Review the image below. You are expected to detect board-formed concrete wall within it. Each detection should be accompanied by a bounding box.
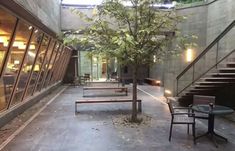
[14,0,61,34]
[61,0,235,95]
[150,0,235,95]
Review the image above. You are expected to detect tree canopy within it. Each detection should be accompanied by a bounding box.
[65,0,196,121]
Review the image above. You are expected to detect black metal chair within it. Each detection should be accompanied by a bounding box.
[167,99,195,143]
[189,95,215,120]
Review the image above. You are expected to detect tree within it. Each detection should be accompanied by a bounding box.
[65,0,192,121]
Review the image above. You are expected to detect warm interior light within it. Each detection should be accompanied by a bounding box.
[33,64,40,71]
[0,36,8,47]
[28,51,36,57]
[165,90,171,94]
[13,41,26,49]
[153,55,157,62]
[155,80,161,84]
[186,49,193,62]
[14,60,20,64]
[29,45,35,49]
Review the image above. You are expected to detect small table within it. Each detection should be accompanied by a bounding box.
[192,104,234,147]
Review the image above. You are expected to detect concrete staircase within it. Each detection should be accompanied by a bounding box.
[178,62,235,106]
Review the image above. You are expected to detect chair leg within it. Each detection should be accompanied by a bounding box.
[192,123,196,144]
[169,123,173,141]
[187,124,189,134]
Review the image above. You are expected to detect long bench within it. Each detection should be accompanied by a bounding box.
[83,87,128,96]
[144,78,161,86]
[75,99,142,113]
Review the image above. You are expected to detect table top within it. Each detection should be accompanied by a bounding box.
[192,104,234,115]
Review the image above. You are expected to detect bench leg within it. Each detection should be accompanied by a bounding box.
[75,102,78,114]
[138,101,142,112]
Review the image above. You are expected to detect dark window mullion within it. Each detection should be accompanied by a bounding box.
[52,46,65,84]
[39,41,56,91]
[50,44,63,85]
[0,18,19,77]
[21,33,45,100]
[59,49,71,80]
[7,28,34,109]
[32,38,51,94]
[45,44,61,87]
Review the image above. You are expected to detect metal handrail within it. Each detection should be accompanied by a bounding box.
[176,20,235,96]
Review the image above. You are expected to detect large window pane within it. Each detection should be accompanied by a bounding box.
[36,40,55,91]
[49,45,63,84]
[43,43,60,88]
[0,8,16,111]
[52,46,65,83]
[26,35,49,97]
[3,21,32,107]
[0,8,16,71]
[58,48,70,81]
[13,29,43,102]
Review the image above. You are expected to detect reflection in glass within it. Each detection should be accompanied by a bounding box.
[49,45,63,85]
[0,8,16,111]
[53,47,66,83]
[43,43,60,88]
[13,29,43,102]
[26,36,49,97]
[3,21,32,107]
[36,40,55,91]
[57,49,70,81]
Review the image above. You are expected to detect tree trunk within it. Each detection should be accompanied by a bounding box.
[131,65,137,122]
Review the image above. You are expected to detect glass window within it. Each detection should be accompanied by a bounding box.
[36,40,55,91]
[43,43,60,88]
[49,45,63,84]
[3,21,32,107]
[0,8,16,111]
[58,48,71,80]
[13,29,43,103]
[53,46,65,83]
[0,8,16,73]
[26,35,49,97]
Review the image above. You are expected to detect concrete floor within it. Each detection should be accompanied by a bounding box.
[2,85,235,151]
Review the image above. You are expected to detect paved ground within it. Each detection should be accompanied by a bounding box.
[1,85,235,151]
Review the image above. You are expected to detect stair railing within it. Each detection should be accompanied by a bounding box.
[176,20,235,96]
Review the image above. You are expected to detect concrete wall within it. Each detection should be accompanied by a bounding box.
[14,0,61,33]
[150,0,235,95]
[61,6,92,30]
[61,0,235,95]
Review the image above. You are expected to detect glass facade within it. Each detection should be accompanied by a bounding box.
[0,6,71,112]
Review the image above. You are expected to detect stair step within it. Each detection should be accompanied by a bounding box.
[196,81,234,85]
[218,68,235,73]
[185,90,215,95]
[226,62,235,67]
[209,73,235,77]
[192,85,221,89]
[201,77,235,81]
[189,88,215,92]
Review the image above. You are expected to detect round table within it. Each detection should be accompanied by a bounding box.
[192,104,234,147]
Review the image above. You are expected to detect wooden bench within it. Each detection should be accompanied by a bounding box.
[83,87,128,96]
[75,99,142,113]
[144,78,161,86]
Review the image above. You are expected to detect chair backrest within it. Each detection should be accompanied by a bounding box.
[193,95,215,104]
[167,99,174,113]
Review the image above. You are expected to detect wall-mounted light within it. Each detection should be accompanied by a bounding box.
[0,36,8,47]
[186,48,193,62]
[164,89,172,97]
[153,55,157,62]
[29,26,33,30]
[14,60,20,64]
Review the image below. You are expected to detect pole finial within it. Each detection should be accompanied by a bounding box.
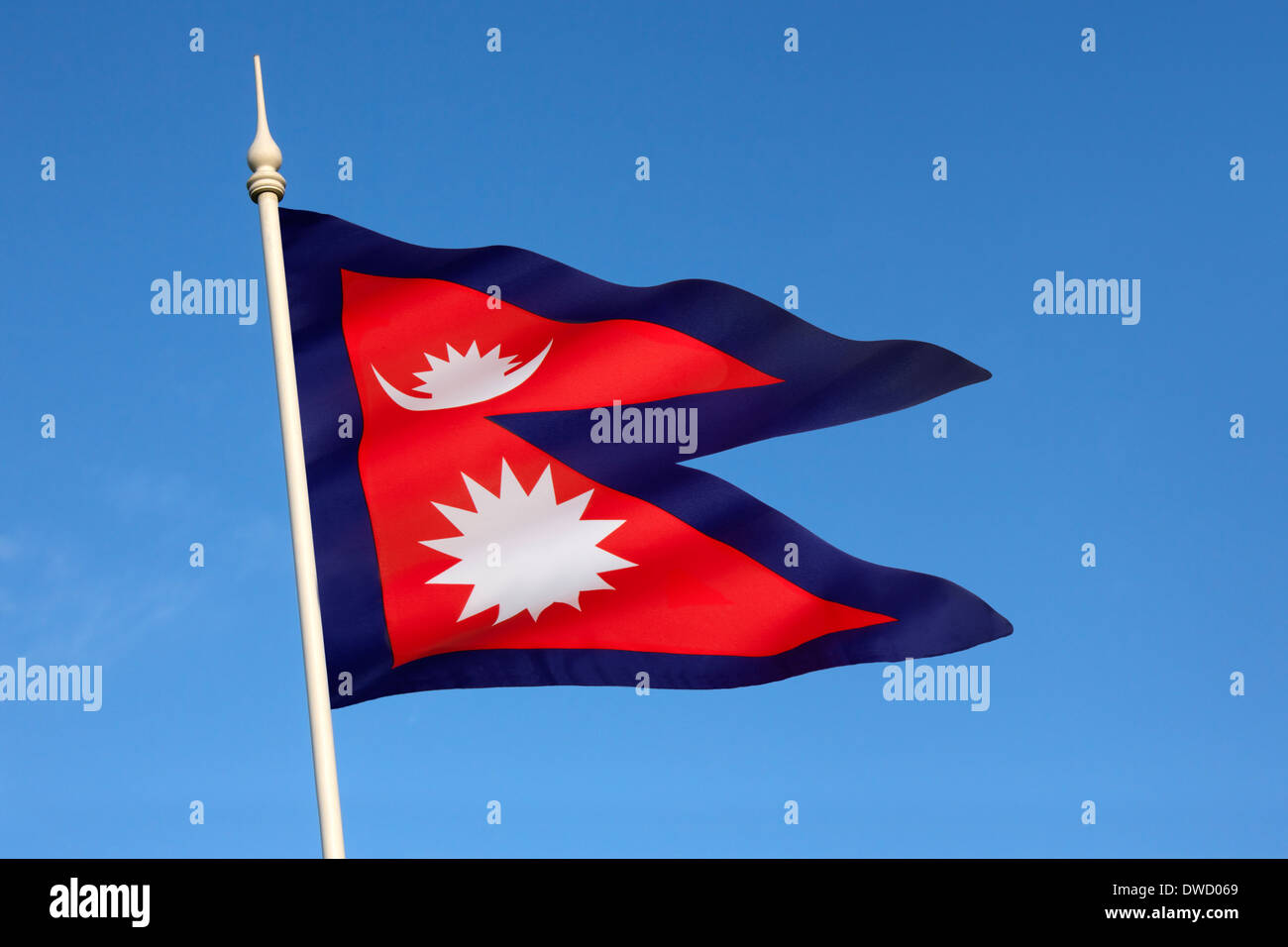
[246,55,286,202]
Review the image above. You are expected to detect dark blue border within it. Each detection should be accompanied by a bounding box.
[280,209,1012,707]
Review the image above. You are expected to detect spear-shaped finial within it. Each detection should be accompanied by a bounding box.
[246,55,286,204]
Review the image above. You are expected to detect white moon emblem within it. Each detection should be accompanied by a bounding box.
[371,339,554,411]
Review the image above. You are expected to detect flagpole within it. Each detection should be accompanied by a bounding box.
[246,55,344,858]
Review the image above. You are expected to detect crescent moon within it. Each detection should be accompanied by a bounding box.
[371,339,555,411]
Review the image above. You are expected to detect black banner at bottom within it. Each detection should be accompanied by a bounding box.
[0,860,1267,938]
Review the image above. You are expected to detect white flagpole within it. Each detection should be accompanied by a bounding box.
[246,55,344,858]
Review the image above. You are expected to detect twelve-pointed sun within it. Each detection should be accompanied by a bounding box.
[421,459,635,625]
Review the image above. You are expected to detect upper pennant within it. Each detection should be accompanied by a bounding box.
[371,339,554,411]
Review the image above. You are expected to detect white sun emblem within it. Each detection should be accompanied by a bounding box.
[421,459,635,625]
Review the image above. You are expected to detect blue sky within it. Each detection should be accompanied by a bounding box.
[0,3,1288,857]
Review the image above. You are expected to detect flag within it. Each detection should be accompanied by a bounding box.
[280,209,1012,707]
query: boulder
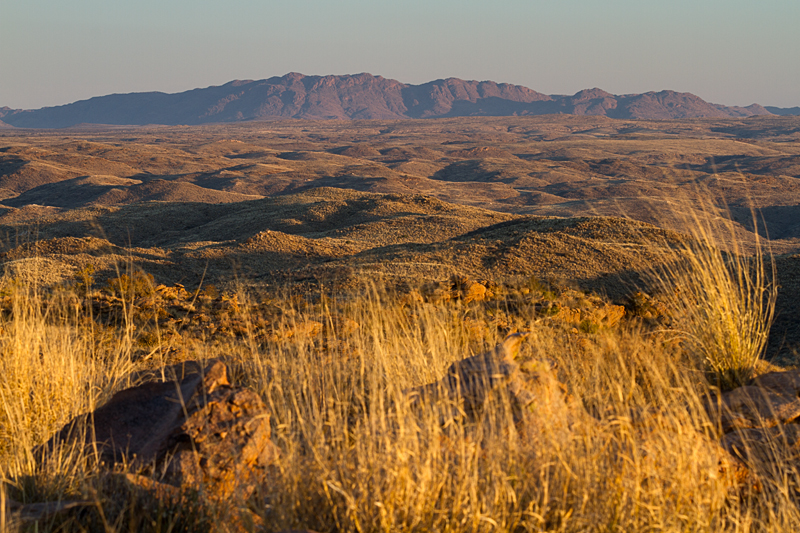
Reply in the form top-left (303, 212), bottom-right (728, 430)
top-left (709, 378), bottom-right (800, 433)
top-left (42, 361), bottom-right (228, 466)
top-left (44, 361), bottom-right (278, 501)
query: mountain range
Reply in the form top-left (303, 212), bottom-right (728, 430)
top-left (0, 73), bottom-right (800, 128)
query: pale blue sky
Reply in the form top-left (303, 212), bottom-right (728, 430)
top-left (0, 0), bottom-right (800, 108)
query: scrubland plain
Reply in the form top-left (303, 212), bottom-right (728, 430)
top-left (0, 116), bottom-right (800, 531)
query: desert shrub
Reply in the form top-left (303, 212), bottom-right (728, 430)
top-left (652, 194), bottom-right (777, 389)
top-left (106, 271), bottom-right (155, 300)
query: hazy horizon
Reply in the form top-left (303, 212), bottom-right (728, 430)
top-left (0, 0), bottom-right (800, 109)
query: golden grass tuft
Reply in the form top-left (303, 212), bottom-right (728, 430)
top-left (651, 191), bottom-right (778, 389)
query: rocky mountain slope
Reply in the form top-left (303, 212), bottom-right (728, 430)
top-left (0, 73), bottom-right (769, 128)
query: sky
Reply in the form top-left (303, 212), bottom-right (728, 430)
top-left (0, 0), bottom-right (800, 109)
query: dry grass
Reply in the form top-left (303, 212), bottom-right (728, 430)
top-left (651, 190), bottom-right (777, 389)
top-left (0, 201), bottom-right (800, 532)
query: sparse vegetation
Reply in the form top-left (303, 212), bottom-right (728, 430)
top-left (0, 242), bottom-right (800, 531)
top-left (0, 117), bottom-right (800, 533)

* * *

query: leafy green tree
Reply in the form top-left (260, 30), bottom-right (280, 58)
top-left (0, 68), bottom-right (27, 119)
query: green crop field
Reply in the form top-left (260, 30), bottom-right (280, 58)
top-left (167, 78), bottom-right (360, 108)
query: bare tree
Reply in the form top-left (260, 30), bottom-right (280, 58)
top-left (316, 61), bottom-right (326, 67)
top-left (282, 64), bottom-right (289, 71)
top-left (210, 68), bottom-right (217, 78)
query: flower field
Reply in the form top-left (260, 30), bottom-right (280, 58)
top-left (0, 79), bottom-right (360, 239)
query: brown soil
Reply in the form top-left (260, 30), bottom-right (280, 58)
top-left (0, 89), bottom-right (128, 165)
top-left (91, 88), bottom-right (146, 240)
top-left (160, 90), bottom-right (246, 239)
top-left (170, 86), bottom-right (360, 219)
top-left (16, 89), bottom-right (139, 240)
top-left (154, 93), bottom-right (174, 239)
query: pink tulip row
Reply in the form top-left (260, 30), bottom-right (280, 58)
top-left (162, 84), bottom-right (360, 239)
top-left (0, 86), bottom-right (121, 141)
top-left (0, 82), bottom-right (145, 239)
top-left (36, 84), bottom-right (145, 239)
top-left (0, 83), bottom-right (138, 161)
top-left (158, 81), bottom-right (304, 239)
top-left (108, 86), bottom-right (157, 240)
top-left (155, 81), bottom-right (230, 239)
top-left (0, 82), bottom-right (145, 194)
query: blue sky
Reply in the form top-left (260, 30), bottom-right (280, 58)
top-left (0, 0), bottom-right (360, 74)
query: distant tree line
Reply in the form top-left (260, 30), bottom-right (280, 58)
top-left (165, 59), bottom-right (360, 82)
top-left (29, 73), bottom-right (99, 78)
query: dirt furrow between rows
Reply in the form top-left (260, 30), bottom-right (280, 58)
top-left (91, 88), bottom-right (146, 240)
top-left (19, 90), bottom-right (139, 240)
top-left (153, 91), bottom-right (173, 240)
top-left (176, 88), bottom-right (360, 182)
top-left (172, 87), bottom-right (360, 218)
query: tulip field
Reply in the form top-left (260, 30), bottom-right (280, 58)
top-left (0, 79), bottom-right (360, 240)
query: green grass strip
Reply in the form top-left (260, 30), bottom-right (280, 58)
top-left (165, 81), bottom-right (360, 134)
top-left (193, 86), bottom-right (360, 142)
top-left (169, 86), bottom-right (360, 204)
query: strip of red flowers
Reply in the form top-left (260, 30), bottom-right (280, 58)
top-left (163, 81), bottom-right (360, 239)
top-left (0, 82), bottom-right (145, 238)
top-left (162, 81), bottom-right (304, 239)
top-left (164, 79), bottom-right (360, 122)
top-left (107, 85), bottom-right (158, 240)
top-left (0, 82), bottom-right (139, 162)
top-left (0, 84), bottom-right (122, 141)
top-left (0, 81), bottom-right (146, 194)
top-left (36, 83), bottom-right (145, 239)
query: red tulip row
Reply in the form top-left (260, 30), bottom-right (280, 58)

## CONSEGNA SCRITTA
Puoi ricopiare fedelmente le righe del materiale qui sopra, partendo da quella che contiene "Review the image above. You are expected to detect upper" e arrivando a quella che contiene "top-left (0, 73), bottom-right (769, 128)", entrambe incluse, tralasciando le immagini?

## SOLUZIONE DEL COMPITO
Review the image above. You are expected to detect upper pennant within it. Each detection should be accompanied by a bounding box.
[371,339,554,411]
Review the image above. You are expected to detect white sun emblem within it. Each detection should be accompanied by a bounding box.
[421,459,635,625]
Review the image above. You are expected to detect blue sky within it. Each detection should be accompanied by a bounding box.
[0,3,1288,857]
Review the image above. You are expected to detect flag within it. Each detection should be accompanied by a bounding box.
[280,209,1012,707]
query: boulder
Reply in the form top-left (303, 212), bottom-right (728, 430)
top-left (709, 378), bottom-right (800, 433)
top-left (42, 361), bottom-right (228, 466)
top-left (44, 361), bottom-right (278, 501)
query: mountain range
Reply in the form top-left (303, 212), bottom-right (728, 430)
top-left (0, 73), bottom-right (800, 128)
query: pale blue sky
Reply in the form top-left (303, 212), bottom-right (728, 430)
top-left (0, 0), bottom-right (800, 108)
query: scrubland plain
Reply in the form top-left (303, 212), bottom-right (728, 430)
top-left (0, 116), bottom-right (800, 531)
query: desert shrub
Reply in the form top-left (303, 212), bottom-right (728, 430)
top-left (652, 194), bottom-right (777, 389)
top-left (106, 271), bottom-right (155, 300)
query: hazy horizon
Reply in the form top-left (303, 212), bottom-right (728, 430)
top-left (0, 0), bottom-right (800, 109)
query: golden grass tuft
Reply in the form top-left (303, 212), bottom-right (728, 430)
top-left (651, 191), bottom-right (778, 389)
query: rocky mountain slope
Reply in the form top-left (303, 212), bottom-right (728, 430)
top-left (0, 73), bottom-right (769, 128)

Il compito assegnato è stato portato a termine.